STUDY TEXT Block Start

In U.S. Pat. No. 4,614,267, a dedicated system is described in which the IV container and the drug vial are provided with mutually engaging means which secure the vial to the container. The vial can be screwed into the container and the rubber stopper can be removed to allow mixing of the IV solution the the drug.
Both of these systems are dependent on the presence of air. Air is needed, for example, to equalize the pressure of the total system with atmospheric pressure. In the absence of air, part of the reconstituted solution will remain trapped and will preclude complete delivery of a medicament dose to the patient. This can be detrimental.
In the case of transfer needles, the air comes from outside the system. When the drug vial is pierced with this needle, air is drawn into the drug vial and the pressure inside of the vial is equalized with atmospheric pressure. The advantage of this system is that the IV container can be essentially free from air. However, even if the reconstitution takes place in a sterile cabinet, there is always the danger of some contamination when the nonsterile air is introduced into the vial or from the vial into the IV solution.
In the system of U.S. Pat. No. 4,614,267, the air comes from within the system and IV containers for use in this system must, therefore, contain a certain volume of the air. This air is, of course, sterile and the sterility of the air is maintained. The system is not, however, satisfactory in many cases, because the amount of air required by the vial for suitable mixing will vary in accordance with the packaging pressure and the nature of the drug to be administered. For example, a vial with a vacuum of 0.9 bar and a volume of 100 ml will require 90 ml of air for atmospheric pressure balance while a vial packaged with a slight overpressure has to release air. Most drug vials fall somewhere within this range and it has been difficult to correlate the different vials with this latter system, especially where the system requires the use of proprietary vials under the control of a single licensor. Indeed, the IV containers for the latter system have generally had to have a large air volume to ensure equalization of pressure with the vials of the deepest vacuum and this may leave a volume of air in the container after reconstitution of 50 ml or more. The presence of any air can, of course, be detrimental to the organism because air introduced into the blood stream may occlude arteries and veins and cause tissue damage. It is generally thought that the introduction of 50 to 100 ml of air into the blood stream can be lethal.
Intravenous injection systems, therefore, must be carefully monitored for the presence of air and generally it is important to avoid the presence of any air in such systems.

STUDY TEXT Block End

PROBLEM SET:
1. In the passage on IV drug mixing, what amount of air entering the blood stream is generally thought to be potentially lethal?
2. Please write out the part of the passage on IV drug mixing word for word, starting at "Intravenous injection systems, therefore, must" and ending at "in such systems.".
The rows have no connection to the passage on IV drug mixing.

DATASET EXTRACT Block Start

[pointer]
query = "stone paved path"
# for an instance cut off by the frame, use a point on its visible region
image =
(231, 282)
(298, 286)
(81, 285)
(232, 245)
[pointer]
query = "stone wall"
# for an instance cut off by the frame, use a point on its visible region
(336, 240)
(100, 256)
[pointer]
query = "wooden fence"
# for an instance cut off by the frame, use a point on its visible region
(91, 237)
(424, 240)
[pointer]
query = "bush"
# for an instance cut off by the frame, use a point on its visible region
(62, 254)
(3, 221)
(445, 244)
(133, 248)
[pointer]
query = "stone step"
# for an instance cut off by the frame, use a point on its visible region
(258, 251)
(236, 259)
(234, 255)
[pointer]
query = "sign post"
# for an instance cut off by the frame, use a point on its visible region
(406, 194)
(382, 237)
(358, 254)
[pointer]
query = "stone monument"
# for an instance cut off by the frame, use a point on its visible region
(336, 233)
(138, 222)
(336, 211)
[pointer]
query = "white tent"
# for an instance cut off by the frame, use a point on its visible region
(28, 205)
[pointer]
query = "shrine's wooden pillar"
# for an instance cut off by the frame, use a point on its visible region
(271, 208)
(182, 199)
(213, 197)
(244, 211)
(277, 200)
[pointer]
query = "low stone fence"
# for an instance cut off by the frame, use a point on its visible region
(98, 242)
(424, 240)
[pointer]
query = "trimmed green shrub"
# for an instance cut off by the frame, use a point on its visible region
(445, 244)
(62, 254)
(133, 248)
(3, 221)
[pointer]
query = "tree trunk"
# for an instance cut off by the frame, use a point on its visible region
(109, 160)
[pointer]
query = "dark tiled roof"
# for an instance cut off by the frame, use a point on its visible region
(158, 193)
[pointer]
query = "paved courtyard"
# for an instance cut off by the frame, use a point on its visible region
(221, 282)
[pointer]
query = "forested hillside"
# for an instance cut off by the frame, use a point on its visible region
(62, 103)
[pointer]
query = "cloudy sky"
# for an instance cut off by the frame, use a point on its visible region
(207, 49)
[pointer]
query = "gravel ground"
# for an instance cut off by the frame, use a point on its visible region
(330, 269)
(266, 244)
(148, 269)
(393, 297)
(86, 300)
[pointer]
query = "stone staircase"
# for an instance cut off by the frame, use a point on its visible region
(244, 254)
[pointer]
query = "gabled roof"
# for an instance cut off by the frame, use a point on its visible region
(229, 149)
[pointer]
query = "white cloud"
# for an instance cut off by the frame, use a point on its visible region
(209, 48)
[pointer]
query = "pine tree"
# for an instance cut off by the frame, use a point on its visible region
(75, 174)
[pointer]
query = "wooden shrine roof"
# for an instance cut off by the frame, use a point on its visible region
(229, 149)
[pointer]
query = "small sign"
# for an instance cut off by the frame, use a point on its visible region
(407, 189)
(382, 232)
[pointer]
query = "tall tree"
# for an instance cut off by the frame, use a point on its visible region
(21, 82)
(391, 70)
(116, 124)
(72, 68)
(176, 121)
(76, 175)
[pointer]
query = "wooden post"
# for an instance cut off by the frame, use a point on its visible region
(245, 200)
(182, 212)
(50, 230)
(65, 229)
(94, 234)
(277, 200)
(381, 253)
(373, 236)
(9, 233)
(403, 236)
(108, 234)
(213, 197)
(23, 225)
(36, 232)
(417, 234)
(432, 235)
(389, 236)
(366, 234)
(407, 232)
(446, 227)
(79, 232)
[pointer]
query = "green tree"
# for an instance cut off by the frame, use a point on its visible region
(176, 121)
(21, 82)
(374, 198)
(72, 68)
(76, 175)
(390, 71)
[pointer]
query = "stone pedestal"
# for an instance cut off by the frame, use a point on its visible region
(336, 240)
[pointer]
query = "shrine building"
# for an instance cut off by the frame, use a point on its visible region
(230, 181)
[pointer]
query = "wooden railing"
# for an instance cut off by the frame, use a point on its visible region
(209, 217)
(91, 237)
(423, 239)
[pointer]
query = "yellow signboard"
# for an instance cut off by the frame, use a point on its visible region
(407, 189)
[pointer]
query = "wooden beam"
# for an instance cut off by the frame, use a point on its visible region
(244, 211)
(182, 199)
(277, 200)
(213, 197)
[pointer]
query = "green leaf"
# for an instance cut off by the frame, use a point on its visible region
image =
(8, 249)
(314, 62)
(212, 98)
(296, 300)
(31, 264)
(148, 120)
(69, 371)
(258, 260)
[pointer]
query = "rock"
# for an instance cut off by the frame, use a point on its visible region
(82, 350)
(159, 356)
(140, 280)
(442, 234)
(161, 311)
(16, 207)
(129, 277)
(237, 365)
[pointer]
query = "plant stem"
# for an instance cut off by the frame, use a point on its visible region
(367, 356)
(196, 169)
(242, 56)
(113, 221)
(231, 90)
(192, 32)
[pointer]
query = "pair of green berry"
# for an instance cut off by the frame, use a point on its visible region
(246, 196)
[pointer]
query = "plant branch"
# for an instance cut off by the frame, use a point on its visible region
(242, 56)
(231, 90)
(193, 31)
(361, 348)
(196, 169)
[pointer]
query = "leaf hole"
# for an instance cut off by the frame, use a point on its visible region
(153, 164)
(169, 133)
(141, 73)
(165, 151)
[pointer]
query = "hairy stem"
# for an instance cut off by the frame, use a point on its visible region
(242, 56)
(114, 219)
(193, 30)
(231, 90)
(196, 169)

DATASET EXTRACT Block End

TASK SOLUTIONS:
1. 50 to 100 ml

2.
Intravenous injection systems, therefore, must be carefully monitored for the presence of air and generally it is important to avoid the presence of any air in such systems.